WHAT YOU NEED TO DO.
Summarize the price extraction text below in two sentences.

TEXT.
◇ ◇ ◇ ◇
Pricing information may be extracted by a price extraction module adapted to take in a data feed and extract from the data feed information that corresponds with the physical commodity objects, contract specification objects, and market identifier objects active in the system. As previously mentioned, the combination of a commodity, a market and a derivative contract specification uniquely specifies the terms and price of a commodity. Thus, the relationships between commodities represented in physical commodity objects, the markets represented in market identifier objects and the derivative contract specifications represented in contract specification objects identify the information that should be extracted from a data feed. Pricing information about the commodity may be extracted from a data feed and the information captured in an appropriate data object or combination of data objects. The price may be captured as part of an existing object (e.g a commodity object, a market identifier object, a contract specification object, and/or combinations thereof), or the price may be captured as part of a separate pricing object and relationships between other objects may be made. In one example, the pricing object may have a 1:1 relationship with a combination of a physical commodity object, a contract specification object and a market identifier object.
◇ ◇ ◇ ◇
GIVEN DATA.
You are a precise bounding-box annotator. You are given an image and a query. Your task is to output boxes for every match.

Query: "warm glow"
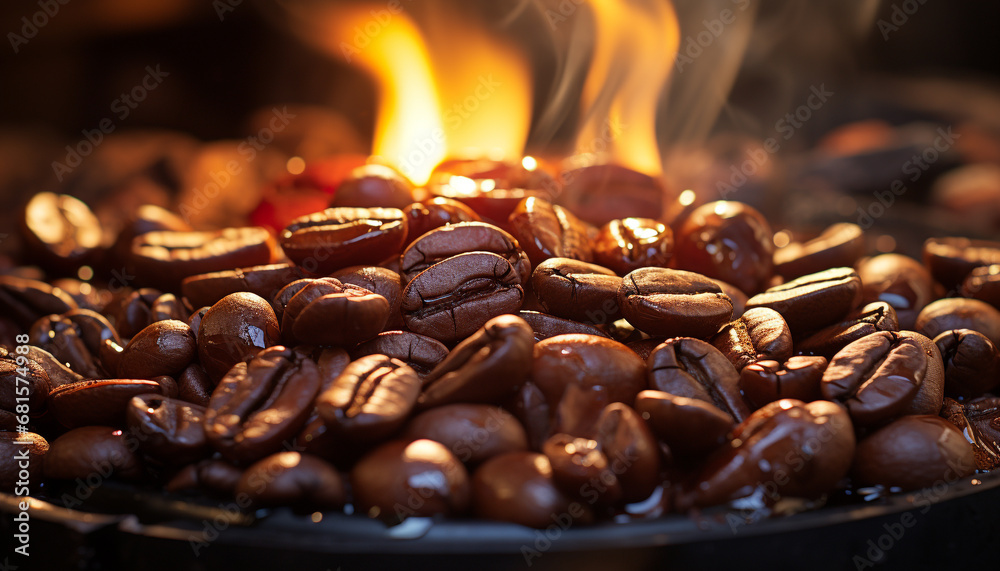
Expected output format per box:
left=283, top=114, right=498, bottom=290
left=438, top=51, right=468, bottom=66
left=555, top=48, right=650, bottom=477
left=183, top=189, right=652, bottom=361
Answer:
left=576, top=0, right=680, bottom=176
◇ ◇ ◇ ◇
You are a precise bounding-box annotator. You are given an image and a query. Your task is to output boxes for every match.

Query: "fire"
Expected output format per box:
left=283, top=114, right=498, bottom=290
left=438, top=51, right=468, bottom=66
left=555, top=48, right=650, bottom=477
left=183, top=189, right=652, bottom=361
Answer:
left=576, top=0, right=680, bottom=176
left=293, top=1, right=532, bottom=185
◇ ◇ ◇ ◇
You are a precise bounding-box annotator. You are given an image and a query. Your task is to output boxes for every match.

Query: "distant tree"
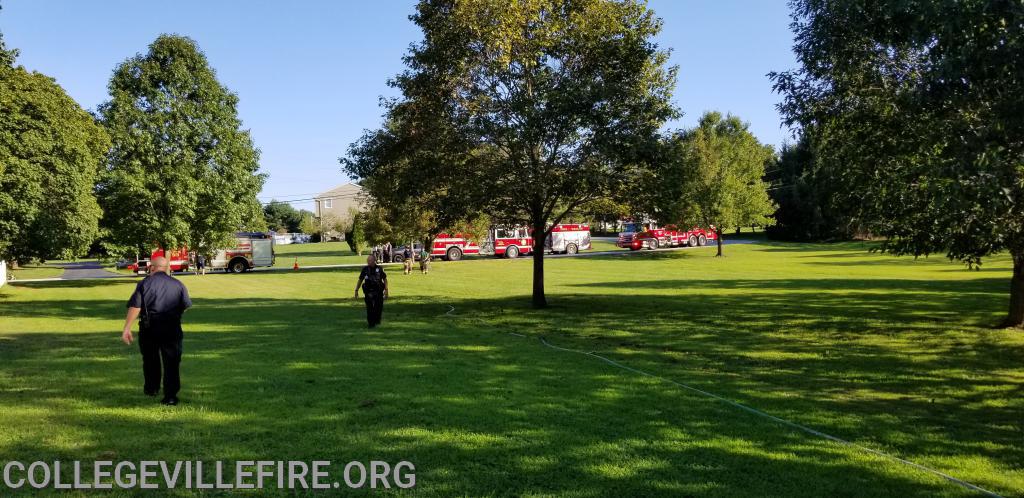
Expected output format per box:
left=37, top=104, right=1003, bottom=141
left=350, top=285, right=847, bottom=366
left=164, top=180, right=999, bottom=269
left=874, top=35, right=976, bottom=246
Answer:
◇ ◇ ◇ ◇
THE RESULT.
A price extraction module takes in a data feed and extracts the information that corresponds with the physical commodity, contract specification and market identifier objects active in the system, because a commodity, a market and a derivative contract specification together uniquely specify a commodity's terms and price. The extracted price may be captured as part of an existing object or combination of those objects, or as part of a separate pricing object with relationships to other objects, which in one example has a 1:1 relationship with a combination of the three.